(Task to complete)
Pick up the transcript below of the conversation about faith, sexual identity, and friendship, and continue it from its last line.

— Begin Selected extract —

It was like it was not something you can mention as an aside to Tommy Robinson.
But anyway, like when I'm thinking about, because there's lots of people that are gay that I love and I don't feel like I want to be seen as in any way judging them.
But when, you know, like the, the, when I think about Christ and the beloved disciple John, and the intimacy that they know and the love that they know, and the love that is therefore available to all of us in him, by saying, by saying that the supreme expression of yourself is your sexual expression of yourself, you're making an interesting claim.
You're making an interesting claim that's worthy of unpacking and the culture would say, like you know, you've got, if you're a gay person, that you must come out as if your sexual identity is your supreme and absolute identity.
Now I I, as a petrisexual person, I did live for a long time like my sexual identity was my absolute identity.
I wonder what you do with that.
What do you think about that mate?
It's shallow.
That's the very first thing I think of.
It's like a shallow, and I'm not saying like not seeing that on the person.
I just think if that is your identity, there's that's it.
In a sense, like, I mean, there's so much more.
Yeah, because it does come down to just sex.
Because if you're talking about, and maybe male-on-male relationships have been skewed for so long that people don't understand that it's okay to have deep, longing, loving friendships for, you know, like I always think David and Jonathan.
So then it just becomes sex again.
Right.
It is, in it, they love each other so much, David and Jonathan.
Maybe David and Jonathan love each other more than they love any woman.
Yeah, because there's stuff in the Bible that says like, don't get married.
You know, like there's stuff that's like, like, I think it would be more complicated.
You have more distractions.
You have like all these things that can, you have to worry and care about your spouse instead of just being devoted to the Lord.
So what if, I mean, in a world where it's like there's just friends, they love each other.

— End Selected extract —
— Begin Records —

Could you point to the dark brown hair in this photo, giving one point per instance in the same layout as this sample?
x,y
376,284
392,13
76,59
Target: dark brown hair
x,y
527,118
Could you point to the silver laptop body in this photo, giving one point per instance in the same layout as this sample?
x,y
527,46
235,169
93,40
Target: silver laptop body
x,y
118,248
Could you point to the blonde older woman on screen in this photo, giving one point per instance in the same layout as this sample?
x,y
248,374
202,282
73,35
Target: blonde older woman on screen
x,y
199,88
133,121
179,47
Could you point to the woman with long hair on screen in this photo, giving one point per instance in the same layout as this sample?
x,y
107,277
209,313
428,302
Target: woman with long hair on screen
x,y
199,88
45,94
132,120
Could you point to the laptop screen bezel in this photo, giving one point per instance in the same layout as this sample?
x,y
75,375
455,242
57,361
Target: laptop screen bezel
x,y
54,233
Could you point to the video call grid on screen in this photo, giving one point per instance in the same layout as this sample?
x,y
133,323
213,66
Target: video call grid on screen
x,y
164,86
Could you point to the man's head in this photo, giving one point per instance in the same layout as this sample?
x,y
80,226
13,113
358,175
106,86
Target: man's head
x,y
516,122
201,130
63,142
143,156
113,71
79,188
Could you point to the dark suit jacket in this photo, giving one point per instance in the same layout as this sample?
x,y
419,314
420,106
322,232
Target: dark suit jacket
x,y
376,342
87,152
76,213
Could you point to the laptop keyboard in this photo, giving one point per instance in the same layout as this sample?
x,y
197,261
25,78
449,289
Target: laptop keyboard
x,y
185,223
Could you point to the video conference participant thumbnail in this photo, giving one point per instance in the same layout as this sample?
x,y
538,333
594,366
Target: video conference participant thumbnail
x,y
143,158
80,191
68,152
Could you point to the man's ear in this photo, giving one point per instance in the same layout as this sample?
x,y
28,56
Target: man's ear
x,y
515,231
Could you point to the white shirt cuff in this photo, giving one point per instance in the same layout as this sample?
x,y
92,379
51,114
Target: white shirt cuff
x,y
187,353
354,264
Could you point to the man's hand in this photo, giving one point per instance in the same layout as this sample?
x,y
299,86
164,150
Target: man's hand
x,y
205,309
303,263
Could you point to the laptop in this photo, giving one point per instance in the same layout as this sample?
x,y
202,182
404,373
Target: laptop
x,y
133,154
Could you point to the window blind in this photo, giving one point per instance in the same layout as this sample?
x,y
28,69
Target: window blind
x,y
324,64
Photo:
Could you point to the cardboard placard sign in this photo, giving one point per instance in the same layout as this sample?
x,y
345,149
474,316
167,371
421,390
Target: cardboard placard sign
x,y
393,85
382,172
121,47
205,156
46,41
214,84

— End Records —

(Task response)
So then it just becomes about sex.
That's got to be the cross the line, right?
To be.
It's interesting, isn't it?
Because any counter argument to that is the claim that God wouldn't make me feel this way if he didn't want me to do it.
But what stops you making that claim about, therefore, anything you want to do?
Well, God wouldn't make me this way if he don't like once you, then you have to make a, then you have to make recourse to a secondary authority.
Look, we all know the difference that Peter Philiy is wrong, but it's okay to be promiscuous or gay.
We've set that new bar.
Well, you don't have that authority.
That's basically the like, but I suppose the other Christian component is you yourself focus on you.
You are, your body is a temple.
So get in your temple and work on making sure that you are behaving in a holy and divine way.
If you're spending even one second of your day going, yo, what are they doing over there at the gay community?
And then you best not be looking at any porn ever.
Because if you are, you've got, get in there and mind your own business innit.
And I suppose that's the challenge is people create convenient hierarchies of sin from which they can then go judge others.
And I think that you lot who have a different relationship with the church because you've grown up in Christian communities and grown up in churches and been around churches and worked in churches and all that kind of stuff.
You know about that, huh?
But there's that kind of pharisaic, hypocritical stuff.
Yeah, jaded by it.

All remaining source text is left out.